> _Lesetext_:
:::

Sleepless in Seattle
Nie zuvor war so viel über kaputte Familienverhältnisse gesungen worden wie beim Grunge, und wahrscheinlich stellte sich deshalb diese Musikszene für einen kurzen Augenblick als heile Familie dar. „Sub Pop Rock City“ jubilierten Soundgarden in den ausklingenden Achtzigern, und das war auch der Titel eines Samplers, der zur gleichen Zeit die Hauptdarsteller, Komparsen und Requisiten versammelte, die wenige Jahre später im großen Stil das Bild der Rockmusik prägen sollten. Vorne zeigte das Klappcover Konzertbesucher, die sich kopfüber von der Bühne in die Arme ihrer Freunde schmissen, und sonst sah man nur Haare, Haare, Haare. Alle relevanten Bands waren darauf in gegenseitigem Respekt vertreten: Tad, Soundgarden, Mudhoney, Nirvana. Pearl Jam probten noch im Übungsraum.
„Sub Pop Rock City“ – das war natürlich Seattle, in dem das kleine Label Sub Pop Ende der Achtziger einen harten Sound etablierte, der Anfang der Neunziger in seinen unterschiedlichen Ausformungen zu einem extrem kommerziellen Marktsegment avancierte. „Touch Me I#m Sick“ aus dem Jahr 1988 hieß die erste erfolgreiche Single der Firma. Eingespielt hatten sie Mudhoney, und jeder konnte jetzt wissen, was Grunge vor allem war: Punk mit Gitarrensoli, Hardrock ohne Glamour.
Aber natürlich ist Rockmusik immer mehr als die Summe seiner stilistischen Merkmale. Und was sich ein paar highschool dropouts in den Kellern von Amerikas äußerstem Nordwesten ausdachten, war bald das Image einer Nation von Teenagern. Grunge, so eine Übersetzung dieses Slangbegriffe, ist der Dreck unter den Fingernägeln, und wie schon im Punk wurde die negative Zuschreibung positiv umgedeutet. Grunge handelte vom Ausgestoßensein und Krieg ihrer Eltern. Teenage angst war das Schlagwort der Stunde. Erstmals seit Punk funktionierte Jugendkultur, die sich in den 80er Jahren zu einem immer schwieriger greifbaren System aus Subkulturen aufgesplittert hatte, wieder umfassend und identitätsstiftend. Was Designer, Filmemacher und Soziologen gleichermaßen freute – und der Musikindustrie die langersehnte Konjunktur brachte. Alle Companies schickten ihre Talentscouts nach Seattle, und bald hatte jeder in der Stadt, der eine Gitarre halten konnte, einen Plattenvertrag in der Tasche.

:::

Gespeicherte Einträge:
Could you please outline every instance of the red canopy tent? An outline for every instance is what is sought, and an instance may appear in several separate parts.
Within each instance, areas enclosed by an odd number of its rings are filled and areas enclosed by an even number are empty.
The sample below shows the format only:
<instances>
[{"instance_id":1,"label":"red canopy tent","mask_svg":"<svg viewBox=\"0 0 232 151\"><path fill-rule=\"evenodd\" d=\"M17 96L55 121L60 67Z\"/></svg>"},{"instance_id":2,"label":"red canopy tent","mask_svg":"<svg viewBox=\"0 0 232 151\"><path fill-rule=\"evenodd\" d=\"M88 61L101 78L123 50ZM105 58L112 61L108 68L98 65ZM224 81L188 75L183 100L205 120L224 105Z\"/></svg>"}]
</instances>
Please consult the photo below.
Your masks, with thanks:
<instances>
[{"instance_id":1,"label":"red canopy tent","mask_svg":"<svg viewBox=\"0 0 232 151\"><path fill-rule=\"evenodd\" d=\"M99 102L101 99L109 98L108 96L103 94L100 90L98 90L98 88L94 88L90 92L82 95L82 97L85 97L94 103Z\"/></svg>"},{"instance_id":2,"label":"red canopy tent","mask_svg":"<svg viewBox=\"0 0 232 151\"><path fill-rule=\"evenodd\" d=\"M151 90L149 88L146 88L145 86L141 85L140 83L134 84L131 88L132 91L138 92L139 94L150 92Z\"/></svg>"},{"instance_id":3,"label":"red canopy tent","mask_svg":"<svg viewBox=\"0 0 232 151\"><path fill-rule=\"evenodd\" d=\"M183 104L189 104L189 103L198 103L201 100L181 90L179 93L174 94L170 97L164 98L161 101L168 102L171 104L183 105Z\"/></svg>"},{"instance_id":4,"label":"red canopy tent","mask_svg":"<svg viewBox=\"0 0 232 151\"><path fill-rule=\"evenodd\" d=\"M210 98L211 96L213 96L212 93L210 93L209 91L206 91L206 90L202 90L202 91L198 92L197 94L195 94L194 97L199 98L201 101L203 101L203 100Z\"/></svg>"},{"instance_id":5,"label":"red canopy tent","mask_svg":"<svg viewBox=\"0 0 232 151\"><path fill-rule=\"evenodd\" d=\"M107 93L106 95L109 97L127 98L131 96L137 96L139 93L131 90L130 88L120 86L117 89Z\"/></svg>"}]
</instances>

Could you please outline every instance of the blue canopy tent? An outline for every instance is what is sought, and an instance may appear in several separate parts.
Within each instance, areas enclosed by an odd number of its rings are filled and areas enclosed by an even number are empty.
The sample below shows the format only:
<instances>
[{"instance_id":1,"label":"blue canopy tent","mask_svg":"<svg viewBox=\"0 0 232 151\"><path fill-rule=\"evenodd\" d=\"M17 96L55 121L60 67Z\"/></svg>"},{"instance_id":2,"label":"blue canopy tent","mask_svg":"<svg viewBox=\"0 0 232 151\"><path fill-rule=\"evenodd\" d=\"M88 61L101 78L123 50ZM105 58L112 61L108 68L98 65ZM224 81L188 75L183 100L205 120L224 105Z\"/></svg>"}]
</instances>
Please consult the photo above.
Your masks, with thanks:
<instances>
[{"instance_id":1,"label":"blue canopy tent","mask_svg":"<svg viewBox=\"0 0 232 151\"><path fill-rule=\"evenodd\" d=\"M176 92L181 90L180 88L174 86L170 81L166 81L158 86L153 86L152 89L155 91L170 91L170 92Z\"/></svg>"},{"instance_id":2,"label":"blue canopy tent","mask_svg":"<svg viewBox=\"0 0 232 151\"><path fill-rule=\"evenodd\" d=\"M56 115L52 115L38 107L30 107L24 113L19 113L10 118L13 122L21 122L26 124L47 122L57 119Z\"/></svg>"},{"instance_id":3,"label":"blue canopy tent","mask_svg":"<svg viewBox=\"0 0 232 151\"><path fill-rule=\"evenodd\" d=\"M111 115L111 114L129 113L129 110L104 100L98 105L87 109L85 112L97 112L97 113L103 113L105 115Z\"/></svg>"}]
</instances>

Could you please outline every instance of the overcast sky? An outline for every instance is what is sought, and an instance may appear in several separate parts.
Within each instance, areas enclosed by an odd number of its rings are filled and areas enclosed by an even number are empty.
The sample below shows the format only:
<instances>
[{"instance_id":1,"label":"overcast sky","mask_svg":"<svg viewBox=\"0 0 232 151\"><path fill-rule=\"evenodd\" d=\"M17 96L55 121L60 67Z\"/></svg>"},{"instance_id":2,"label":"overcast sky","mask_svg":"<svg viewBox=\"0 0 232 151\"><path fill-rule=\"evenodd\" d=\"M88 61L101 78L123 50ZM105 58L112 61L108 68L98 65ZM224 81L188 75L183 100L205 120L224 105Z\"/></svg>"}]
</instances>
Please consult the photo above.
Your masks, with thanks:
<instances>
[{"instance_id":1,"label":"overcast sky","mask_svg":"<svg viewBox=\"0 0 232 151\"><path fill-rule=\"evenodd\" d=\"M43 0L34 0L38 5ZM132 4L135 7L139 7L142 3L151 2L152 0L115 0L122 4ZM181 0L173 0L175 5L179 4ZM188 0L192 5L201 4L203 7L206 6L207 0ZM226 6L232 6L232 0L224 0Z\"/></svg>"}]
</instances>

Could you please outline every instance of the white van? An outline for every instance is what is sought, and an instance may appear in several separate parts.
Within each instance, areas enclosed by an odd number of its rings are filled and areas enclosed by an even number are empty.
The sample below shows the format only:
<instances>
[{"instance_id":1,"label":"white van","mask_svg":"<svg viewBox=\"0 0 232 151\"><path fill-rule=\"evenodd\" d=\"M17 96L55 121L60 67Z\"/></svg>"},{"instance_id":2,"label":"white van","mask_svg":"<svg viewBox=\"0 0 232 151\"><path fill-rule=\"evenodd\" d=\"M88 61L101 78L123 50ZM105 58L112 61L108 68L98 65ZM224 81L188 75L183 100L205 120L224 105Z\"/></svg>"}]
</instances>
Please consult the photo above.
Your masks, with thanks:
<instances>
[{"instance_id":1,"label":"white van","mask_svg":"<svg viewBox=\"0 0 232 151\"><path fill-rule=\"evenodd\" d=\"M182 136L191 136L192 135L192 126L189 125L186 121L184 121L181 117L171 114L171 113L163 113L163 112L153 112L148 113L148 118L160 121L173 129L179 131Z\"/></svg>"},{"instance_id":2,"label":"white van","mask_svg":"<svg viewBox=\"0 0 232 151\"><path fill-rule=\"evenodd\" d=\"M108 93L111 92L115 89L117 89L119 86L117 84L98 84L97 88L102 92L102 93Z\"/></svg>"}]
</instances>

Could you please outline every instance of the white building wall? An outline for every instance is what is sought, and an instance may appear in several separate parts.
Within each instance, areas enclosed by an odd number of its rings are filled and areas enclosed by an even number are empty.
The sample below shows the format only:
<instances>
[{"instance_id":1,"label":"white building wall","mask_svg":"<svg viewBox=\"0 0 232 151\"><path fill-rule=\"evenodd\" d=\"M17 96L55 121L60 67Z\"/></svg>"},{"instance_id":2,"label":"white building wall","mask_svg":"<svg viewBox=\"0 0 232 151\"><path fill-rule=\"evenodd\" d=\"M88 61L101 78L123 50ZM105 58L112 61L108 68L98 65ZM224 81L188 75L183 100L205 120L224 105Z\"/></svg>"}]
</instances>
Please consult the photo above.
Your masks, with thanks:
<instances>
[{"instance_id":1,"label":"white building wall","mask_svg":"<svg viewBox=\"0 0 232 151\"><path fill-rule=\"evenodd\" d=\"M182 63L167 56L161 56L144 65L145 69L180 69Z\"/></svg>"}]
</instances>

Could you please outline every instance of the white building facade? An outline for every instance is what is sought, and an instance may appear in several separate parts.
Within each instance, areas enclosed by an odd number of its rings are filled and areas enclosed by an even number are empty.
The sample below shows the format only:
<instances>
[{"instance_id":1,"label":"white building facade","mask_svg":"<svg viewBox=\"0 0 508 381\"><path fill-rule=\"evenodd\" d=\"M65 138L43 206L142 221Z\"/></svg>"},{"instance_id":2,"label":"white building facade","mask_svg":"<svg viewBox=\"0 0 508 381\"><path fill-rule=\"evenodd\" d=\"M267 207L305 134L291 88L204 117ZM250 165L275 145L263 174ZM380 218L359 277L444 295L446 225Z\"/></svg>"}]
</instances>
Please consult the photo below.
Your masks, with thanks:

:::

> _Aufgaben_:
**A)** Schreiben Sie aus dem Lesetext wörtlich ab, beginnend mit „Sleepless in Seattle“ und fortlaufend bis einschließlich „noch im Übungsraum.“.
**B)** Welche Bands waren laut Lesetext auf dem Sampler „Sub Pop Rock City“ vertreten?
Für die Bearbeitung sind die Einträge ohne Bedeutung.

> _Lösungen je Aufgabe_:
**A)**
Sleepless in Seattle
Nie zuvor war so viel über kaputte Familienverhältnisse gesungen worden wie beim Grunge, und wahrscheinlich stellte sich deshalb diese Musikszene für einen kurzen Augenblick als heile Familie dar. „Sub Pop Rock City“ jubilierten Soundgarden in den ausklingenden Achtzigern, und das war auch der Titel eines Samplers, der zur gleichen Zeit die Hauptdarsteller, Komparsen und Requisiten versammelte, die wenige Jahre später im großen Stil das Bild der Rockmusik prägen sollten. Vorne zeigte das Klappcover Konzertbesucher, die sich kopfüber von der Bühne in die Arme ihrer Freunde schmissen, und sonst sah man nur Haare, Haare, Haare. Alle relevanten Bands waren darauf in gegenseitigem Respekt vertreten: Tad, Soundgarden, Mudhoney, Nirvana. Pearl Jam probten noch im Übungsraum.

**B)** Tad, Soundgarden, Mudhoney und Nirvana.